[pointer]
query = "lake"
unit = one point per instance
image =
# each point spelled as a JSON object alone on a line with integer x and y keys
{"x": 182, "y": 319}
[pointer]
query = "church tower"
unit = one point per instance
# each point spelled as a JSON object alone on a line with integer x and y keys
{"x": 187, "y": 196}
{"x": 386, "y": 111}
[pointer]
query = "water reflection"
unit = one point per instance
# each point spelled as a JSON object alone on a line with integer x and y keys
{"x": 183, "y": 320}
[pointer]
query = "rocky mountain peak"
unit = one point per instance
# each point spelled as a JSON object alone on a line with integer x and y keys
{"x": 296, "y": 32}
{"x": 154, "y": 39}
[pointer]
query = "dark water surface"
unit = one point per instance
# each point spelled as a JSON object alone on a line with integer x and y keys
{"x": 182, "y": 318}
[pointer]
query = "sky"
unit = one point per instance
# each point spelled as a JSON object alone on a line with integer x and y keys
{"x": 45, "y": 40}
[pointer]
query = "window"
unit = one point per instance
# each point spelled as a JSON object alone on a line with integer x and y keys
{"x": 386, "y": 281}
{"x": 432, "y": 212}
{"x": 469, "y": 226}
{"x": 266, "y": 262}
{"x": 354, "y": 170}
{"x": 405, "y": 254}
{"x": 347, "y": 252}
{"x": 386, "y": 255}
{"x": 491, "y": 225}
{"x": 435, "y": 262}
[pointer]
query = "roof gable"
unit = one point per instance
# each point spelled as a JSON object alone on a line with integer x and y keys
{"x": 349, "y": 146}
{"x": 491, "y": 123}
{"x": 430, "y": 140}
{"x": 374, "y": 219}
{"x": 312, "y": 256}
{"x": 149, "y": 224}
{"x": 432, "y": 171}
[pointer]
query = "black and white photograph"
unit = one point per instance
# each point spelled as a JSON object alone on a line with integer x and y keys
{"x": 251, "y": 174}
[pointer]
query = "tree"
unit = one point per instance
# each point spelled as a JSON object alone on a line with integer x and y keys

Exercise:
Copy out the whole listing above, line for line, with no changes.

Full output:
[pointer]
query = "lake"
unit = one point per instance
image =
# each point spelled as a JSON object alone on a line with integer x and y keys
{"x": 182, "y": 319}
[pointer]
query = "church tower"
unit = one point per instance
# each point spelled as a JSON object alone on a line with integer x and y keys
{"x": 187, "y": 196}
{"x": 386, "y": 111}
[pointer]
query = "water reflection"
unit = one point per instance
# each point spelled as a JSON object alone on a line with integer x and y keys
{"x": 183, "y": 320}
[pointer]
query = "rocky mountain peak"
unit = one point per instance
# each point spelled as a JSON object alone on a line with integer x and y keys
{"x": 296, "y": 32}
{"x": 154, "y": 39}
[pointer]
query = "dark water surface"
unit = one point per instance
# each point spelled as a JSON object alone on a line with integer x and y keys
{"x": 182, "y": 318}
[pointer]
query = "sky"
unit = one point per instance
# each point spelled as a JSON object alone on a line with integer x and y keys
{"x": 45, "y": 40}
[pointer]
query = "window"
unit = one point per instance
# each point spelled as a JSON object alone on a line with integer x and y keys
{"x": 386, "y": 281}
{"x": 432, "y": 212}
{"x": 469, "y": 226}
{"x": 266, "y": 262}
{"x": 354, "y": 170}
{"x": 405, "y": 254}
{"x": 347, "y": 252}
{"x": 386, "y": 255}
{"x": 491, "y": 225}
{"x": 435, "y": 262}
[pointer]
query = "roof gable"
unit = one point per instance
# each point spelled as a JSON object alone on a line with integer x and y keys
{"x": 349, "y": 146}
{"x": 491, "y": 123}
{"x": 430, "y": 140}
{"x": 374, "y": 219}
{"x": 312, "y": 256}
{"x": 149, "y": 224}
{"x": 432, "y": 171}
[pointer]
query = "black and white photograph"
unit = one point per instance
# each point spelled as a JSON object alone on a line with integer x and y keys
{"x": 251, "y": 174}
[pointer]
query = "tree"
unit = one point per instance
# each point spelled as a JSON object alone on a line with integer x and y keys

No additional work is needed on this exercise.